§ **EXTRAIT**
○ ○ ○ ○ ○ ○ ○

George Tuff venait d’une famille de pêcheurs de la côte nord-est de Terre-Neuve. Il apprit le métier très jeune en zone côtière à bord de petits bateaux et plus loin sur les goélettes qui se rendaient au Labrador. Même s’il passait une grande partie de l’année à pêcher, ce serait sa participation à la chasse aux phoques printanière qui lui vaudrait l’attention du public plus tard dans sa vie. Sur les plans économique et culturel, la chasse était d’une importance capitale pour les communautés comme la sienne. Elle constituait cependant une industrie dangereuse. Chaque année, les hommes s’enfonçaient profondément dans les glaces au large des côtes sur des vapeurs en bois ou, plus rarement, à bord de navires à coque de fer. Les capitaines de phoquier faisaient descendre sur la surface gelée les membres d’équipage, divisés en quatre équipes de quart, pour qu’ils tuent des phoques. En dépit de la menace constante que représentaient les tempêtes soudaines, le mouvement des glaces, les bateaux mal équipés, l’épuisement et les blessures, les hommes se bousculaient bruyamment pour prendre part à la chasse. Leurs familles avaient besoin de ce revenu et les capitaines réputés pour leur ingéniosité à repérer des phoques jouissaient d’une grande admiration. De nombreux chasseurs de phoques de la côte nord-est, dont Tuff, étaient des méthodistes qui embrassaient une croyance fataliste selon laquelle les cruelles épreuves de la chasse leur étaient envoyées par la Providence pour mettre leur dévotion à l’épreuve. Pour les hommes plus jeunes, le fait de participer à la chasse indiquait qu’ils étaient capables de remplir leurs obligations viriles envers leur famille et leur communauté.

○ ○ ○ ○ ○ ○ ○

§ **DONNÉES FOURNIES**
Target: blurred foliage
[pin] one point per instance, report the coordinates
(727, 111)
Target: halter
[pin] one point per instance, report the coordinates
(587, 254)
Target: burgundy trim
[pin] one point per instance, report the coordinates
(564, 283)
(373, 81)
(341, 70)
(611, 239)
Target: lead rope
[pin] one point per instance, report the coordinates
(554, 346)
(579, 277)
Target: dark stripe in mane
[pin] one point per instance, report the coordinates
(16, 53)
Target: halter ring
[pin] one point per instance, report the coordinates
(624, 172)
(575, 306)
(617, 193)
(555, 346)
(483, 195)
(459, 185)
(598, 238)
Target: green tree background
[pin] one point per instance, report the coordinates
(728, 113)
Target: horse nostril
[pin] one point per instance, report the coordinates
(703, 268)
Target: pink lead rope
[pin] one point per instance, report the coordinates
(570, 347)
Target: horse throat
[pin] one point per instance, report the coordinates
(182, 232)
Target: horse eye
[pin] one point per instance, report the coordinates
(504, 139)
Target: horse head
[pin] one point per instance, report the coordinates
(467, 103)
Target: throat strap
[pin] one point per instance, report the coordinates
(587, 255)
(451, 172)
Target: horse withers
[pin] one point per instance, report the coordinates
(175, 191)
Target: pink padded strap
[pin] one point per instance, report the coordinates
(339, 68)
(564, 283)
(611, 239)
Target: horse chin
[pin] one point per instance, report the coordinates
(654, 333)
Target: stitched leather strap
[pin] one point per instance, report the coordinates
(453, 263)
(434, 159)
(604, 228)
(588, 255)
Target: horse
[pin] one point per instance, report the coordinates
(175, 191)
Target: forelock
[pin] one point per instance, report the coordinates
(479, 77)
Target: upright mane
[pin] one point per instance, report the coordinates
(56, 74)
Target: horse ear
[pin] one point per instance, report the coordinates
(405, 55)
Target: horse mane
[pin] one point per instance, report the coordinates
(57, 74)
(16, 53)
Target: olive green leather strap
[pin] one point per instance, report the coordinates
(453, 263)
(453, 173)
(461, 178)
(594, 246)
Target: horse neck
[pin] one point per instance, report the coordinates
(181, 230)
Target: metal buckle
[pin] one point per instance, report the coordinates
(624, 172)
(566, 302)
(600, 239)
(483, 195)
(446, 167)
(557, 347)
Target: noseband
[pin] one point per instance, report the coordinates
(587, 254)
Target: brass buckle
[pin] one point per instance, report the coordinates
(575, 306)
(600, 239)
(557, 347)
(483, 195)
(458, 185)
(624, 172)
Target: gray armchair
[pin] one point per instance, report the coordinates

○ ○ ○ ○ ○ ○ ○

§ **OBJECTIF VISÉ**
Recopiez mot pour mot l'intégralité de l'extrait consacré à George Tuff. Fondez-vous uniquement sur l'extrait.

§ **RÉSULTAT ATTENDU**
George Tuff venait d’une famille de pêcheurs de la côte nord-est de Terre-Neuve. Il apprit le métier très jeune en zone côtière à bord de petits bateaux et plus loin sur les goélettes qui se rendaient au Labrador. Même s’il passait une grande partie de l’année à pêcher, ce serait sa participation à la chasse aux phoques printanière qui lui vaudrait l’attention du public plus tard dans sa vie. Sur les plans économique et culturel, la chasse était d’une importance capitale pour les communautés comme la sienne. Elle constituait cependant une industrie dangereuse. Chaque année, les hommes s’enfonçaient profondément dans les glaces au large des côtes sur des vapeurs en bois ou, plus rarement, à bord de navires à coque de fer. Les capitaines de phoquier faisaient descendre sur la surface gelée les membres d’équipage, divisés en quatre équipes de quart, pour qu’ils tuent des phoques. En dépit de la menace constante que représentaient les tempêtes soudaines, le mouvement des glaces, les bateaux mal équipés, l’épuisement et les blessures, les hommes se bousculaient bruyamment pour prendre part à la chasse. Leurs familles avaient besoin de ce revenu et les capitaines réputés pour leur ingéniosité à repérer des phoques jouissaient d’une grande admiration. De nombreux chasseurs de phoques de la côte nord-est, dont Tuff, étaient des méthodistes qui embrassaient une croyance fataliste selon laquelle les cruelles épreuves de la chasse leur étaient envoyées par la Providence pour mettre leur dévotion à l’épreuve. Pour les hommes plus jeunes, le fait de participer à la chasse indiquait qu’ils étaient capables de remplir leurs obligations viriles envers leur famille et leur communauté.